Print each of the following records word for word, from the first line to the last.
◆ ◆ ◆ ◆ ◆
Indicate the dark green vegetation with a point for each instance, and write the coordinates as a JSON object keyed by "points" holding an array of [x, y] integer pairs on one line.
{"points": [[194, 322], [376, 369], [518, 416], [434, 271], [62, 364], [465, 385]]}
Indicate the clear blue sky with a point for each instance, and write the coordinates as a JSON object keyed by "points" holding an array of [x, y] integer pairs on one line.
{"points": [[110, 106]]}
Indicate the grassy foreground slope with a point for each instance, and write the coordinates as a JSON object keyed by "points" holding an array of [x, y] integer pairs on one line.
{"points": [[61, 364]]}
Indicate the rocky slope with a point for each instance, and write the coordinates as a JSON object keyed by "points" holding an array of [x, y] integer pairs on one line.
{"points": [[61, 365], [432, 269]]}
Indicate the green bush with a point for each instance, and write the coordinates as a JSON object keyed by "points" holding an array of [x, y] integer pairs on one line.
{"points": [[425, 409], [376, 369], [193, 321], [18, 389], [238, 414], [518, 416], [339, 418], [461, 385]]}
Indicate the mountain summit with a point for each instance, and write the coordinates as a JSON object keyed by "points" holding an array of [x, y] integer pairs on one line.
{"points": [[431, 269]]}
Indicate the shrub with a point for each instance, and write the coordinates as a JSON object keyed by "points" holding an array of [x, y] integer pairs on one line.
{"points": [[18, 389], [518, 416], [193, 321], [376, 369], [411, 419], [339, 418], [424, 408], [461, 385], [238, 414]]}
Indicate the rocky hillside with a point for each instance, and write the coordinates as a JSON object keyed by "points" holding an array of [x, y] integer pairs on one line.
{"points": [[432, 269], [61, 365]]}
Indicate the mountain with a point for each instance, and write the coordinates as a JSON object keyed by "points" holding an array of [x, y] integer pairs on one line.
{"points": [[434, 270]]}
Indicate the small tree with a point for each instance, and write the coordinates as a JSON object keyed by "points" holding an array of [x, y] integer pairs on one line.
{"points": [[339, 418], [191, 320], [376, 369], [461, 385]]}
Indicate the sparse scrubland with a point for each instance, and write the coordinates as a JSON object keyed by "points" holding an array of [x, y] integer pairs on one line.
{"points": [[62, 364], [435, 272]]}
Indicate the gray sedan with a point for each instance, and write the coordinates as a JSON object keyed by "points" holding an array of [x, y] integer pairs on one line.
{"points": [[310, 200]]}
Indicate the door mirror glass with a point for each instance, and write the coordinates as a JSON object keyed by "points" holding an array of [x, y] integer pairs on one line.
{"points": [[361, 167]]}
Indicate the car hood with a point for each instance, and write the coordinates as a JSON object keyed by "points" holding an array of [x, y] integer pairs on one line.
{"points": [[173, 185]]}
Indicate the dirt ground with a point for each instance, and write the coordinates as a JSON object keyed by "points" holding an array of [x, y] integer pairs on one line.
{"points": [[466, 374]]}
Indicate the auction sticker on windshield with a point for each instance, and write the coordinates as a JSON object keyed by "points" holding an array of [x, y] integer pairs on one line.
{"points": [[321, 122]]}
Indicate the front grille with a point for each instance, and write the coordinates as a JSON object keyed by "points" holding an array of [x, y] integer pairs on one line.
◆ ◆ ◆ ◆ ◆
Reply.
Indicate the dark green vegetation with a point for each instance, and write the coordinates as a JSON object keyed by "points" holding an array of [x, y] integer pairs on one line.
{"points": [[194, 322], [376, 369], [518, 416], [434, 271], [62, 364], [465, 385]]}
Indicate the clear blue sky with a point for each instance, and write the coordinates as a JSON object keyed by "points" holding an array of [x, y] integer pairs on one line.
{"points": [[110, 106]]}
Indicate the grassy foreground slope with a point for each instance, and write the coordinates as a JSON object keyed by "points" holding an array of [x, y] integer pairs on one line.
{"points": [[61, 364]]}
Indicate the rocky slope with a point for each instance, and write the coordinates as a JSON object keyed by "points" holding an array of [x, y] integer pairs on one line.
{"points": [[61, 365], [432, 269]]}
Indicate the green bush with a point for each instance, and write the coordinates as a JSON object keyed by "points" holding an array of [x, y] integer pairs on one line.
{"points": [[425, 409], [376, 369], [193, 321], [18, 389], [238, 414], [518, 416], [339, 418], [461, 385]]}
Indicate the mountain summit with a point for each instance, and write the coordinates as a JSON object keyed by "points" holding an array of [x, y] integer pairs on one line.
{"points": [[431, 269]]}
Indicate the shrub with a point for each instance, and write the coordinates as a JSON object keyed by "points" holding an array of [x, y] integer pairs on one line.
{"points": [[18, 389], [518, 416], [193, 321], [376, 369], [411, 419], [339, 418], [424, 408], [461, 385], [238, 414]]}
Indicate the rocky hillside with a point for each instance, and write the coordinates as a JSON object keyed by "points" holding an array of [x, y] integer pairs on one line.
{"points": [[432, 269], [61, 365]]}
Indicate the mountain with a point for each instance, and write the coordinates as a JSON object keyed by "points" holding an array of [x, y] integer pairs on one line.
{"points": [[434, 270]]}
Indicate the small tree with a point for each instance, and write the coordinates as a JSON object keyed by "points" holding an array of [x, y] integer pairs on one line.
{"points": [[339, 418], [191, 320], [376, 369], [461, 385]]}
Indicate the sparse scrubland with a point for each instance, and write the coordinates as a JSON object keyed by "points" holding an array of [x, y] integer pairs on one line.
{"points": [[62, 364], [435, 272]]}
Indicate the gray sedan with a point for each instance, and write the coordinates as a JSON object keyed by "points" holding an array of [x, y] integer pairs on one line.
{"points": [[310, 200]]}
Indicate the door mirror glass with a point for each instance, and write the coordinates as a JSON object keyed by "points" holding an array of [x, y] integer pairs on one line.
{"points": [[361, 167]]}
Indicate the car hood with a point for each instance, and write the coordinates as a JSON object keyed by "points" holding an array of [x, y] integer pairs on one line.
{"points": [[173, 185]]}
Indicate the dirt ground with a point for each instance, and write the coordinates as a JSON object keyed by "points" holding an array of [x, y] integer pairs on one line.
{"points": [[466, 374]]}
Indicate the auction sticker on windshield with a point for each instance, and write the coordinates as a JSON object keyed by "points" holding an array of [x, y] integer pairs on one line.
{"points": [[321, 122]]}
Indicate the front grille with a point for each instance, and write the coordinates as a JSON object keyed by "points" holding an array of [x, y] integer pairs on one line.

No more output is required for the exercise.